▶ How to complete this task: Check every line of the data below for "grey". Copy each one that has it.

Top of Supplied data

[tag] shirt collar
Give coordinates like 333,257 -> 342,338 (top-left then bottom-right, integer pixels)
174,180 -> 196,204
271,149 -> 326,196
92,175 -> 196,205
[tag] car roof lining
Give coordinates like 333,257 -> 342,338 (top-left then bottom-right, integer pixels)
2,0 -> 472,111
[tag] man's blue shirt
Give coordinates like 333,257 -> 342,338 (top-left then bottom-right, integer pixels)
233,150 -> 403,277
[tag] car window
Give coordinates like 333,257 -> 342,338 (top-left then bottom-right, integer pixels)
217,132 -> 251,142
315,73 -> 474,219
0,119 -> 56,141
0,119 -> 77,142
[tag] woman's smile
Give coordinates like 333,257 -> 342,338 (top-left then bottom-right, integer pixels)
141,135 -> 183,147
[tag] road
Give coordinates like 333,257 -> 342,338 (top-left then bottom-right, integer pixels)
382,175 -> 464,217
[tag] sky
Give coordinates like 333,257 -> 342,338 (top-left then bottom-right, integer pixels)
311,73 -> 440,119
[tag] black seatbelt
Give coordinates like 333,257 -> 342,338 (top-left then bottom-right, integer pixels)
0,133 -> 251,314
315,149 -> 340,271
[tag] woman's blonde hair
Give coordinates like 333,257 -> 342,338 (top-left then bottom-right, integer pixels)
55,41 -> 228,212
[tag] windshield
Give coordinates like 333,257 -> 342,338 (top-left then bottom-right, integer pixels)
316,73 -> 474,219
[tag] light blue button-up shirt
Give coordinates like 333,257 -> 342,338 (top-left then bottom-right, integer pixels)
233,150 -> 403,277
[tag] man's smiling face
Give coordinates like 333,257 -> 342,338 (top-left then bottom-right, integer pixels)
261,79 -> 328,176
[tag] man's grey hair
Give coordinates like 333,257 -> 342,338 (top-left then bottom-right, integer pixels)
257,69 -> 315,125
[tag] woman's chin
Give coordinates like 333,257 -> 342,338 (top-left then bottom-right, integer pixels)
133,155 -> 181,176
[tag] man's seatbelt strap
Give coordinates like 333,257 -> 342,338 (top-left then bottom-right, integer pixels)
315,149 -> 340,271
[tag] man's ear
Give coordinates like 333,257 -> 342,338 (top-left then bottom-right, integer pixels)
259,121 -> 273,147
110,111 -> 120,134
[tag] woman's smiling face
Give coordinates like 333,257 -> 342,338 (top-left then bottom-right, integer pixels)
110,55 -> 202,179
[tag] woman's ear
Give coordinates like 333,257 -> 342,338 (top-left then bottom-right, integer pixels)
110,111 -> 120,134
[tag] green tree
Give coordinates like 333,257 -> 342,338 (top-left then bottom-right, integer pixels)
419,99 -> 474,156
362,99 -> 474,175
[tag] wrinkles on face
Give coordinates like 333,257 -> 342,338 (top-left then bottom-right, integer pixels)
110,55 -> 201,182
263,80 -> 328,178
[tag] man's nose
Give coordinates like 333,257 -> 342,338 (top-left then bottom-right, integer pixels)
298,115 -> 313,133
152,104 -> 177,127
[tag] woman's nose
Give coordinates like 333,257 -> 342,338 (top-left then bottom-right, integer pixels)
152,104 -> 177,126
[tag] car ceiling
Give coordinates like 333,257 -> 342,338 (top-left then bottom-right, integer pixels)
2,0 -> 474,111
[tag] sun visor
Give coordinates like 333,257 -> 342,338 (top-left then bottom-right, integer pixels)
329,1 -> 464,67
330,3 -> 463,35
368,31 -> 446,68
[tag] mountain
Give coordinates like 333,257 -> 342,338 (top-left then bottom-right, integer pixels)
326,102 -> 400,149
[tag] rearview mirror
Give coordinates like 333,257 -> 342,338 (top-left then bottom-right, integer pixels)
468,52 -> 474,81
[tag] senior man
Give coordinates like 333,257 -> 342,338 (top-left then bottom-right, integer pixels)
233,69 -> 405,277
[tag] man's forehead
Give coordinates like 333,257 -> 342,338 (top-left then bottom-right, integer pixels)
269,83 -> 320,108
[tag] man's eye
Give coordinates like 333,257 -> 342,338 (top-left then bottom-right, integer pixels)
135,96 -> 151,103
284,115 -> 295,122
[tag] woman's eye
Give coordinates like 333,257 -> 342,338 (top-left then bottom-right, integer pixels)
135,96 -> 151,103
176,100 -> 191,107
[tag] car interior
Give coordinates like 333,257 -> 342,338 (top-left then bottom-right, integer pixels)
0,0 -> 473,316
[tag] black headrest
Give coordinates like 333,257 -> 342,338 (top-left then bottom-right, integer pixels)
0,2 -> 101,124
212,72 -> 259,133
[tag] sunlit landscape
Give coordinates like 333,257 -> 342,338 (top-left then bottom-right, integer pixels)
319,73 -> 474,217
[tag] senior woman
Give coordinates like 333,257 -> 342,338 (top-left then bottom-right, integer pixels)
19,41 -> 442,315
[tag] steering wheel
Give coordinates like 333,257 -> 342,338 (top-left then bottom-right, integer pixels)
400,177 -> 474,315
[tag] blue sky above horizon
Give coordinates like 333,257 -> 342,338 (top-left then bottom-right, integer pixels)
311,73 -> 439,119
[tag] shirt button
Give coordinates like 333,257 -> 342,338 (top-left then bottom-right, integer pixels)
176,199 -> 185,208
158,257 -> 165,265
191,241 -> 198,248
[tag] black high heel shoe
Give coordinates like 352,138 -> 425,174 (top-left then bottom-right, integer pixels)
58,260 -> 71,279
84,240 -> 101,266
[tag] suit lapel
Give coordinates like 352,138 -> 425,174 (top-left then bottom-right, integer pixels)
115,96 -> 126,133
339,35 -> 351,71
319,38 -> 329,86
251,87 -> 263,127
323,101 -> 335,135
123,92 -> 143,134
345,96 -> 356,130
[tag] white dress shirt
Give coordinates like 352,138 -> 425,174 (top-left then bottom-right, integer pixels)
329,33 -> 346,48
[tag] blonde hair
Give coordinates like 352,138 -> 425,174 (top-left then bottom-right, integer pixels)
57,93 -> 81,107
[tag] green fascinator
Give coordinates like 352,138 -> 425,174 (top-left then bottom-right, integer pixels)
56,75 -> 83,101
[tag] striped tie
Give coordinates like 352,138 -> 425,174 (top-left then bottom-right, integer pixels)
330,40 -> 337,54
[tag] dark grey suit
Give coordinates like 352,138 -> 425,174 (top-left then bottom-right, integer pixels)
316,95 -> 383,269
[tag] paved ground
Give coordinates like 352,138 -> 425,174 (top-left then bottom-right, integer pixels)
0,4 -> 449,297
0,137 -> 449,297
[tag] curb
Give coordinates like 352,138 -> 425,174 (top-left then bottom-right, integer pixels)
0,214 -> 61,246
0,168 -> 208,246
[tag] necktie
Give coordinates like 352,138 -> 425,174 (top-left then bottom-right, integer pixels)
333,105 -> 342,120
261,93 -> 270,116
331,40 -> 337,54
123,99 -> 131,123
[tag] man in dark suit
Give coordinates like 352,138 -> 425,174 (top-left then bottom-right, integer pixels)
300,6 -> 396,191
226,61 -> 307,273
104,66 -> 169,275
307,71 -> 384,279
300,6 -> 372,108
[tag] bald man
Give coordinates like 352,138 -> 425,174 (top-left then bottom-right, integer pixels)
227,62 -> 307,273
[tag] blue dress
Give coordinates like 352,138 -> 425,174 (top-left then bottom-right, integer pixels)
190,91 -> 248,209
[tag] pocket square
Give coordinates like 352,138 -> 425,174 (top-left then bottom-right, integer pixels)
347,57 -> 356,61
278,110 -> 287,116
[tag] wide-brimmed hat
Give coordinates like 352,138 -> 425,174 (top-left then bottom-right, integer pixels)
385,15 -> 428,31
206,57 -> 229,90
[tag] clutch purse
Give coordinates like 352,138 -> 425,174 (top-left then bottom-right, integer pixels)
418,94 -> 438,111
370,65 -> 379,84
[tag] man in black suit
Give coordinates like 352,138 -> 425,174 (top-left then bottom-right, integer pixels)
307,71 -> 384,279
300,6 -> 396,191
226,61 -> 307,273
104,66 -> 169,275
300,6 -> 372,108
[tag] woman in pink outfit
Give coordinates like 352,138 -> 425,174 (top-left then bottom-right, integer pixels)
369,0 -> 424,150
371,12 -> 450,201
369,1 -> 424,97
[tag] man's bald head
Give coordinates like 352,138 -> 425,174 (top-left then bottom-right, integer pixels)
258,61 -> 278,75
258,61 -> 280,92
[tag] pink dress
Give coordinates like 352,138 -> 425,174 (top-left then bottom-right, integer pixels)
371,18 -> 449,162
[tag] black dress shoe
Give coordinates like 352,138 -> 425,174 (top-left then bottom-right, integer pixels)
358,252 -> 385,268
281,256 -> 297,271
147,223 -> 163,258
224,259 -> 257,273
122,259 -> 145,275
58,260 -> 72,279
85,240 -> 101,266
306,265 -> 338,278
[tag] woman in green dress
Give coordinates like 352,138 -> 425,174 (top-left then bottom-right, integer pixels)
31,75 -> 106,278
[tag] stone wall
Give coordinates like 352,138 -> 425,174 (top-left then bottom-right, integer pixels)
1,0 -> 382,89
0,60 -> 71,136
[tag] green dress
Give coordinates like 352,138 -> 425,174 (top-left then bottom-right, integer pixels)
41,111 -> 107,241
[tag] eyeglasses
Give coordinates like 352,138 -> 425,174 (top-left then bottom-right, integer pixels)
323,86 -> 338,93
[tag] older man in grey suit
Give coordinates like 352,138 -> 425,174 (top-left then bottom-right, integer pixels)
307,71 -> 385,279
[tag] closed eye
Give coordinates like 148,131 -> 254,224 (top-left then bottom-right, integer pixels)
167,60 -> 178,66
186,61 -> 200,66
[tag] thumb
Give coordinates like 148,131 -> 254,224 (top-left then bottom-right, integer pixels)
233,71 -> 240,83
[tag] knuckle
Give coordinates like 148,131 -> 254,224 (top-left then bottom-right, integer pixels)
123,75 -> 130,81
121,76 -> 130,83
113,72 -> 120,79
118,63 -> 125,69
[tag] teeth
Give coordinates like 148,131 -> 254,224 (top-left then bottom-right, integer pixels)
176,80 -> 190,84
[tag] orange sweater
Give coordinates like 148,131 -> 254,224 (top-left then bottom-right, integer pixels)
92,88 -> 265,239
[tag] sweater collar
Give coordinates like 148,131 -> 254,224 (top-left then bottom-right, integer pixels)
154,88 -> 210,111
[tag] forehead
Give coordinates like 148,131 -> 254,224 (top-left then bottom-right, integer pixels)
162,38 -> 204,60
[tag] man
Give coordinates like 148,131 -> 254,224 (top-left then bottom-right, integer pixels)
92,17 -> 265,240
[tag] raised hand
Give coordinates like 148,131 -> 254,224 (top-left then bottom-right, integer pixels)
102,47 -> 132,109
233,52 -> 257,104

Bottom of Supplied data

▶ Solution:
[tag] man's grey hair
[tag] dark grey suit
[tag] older man in grey suit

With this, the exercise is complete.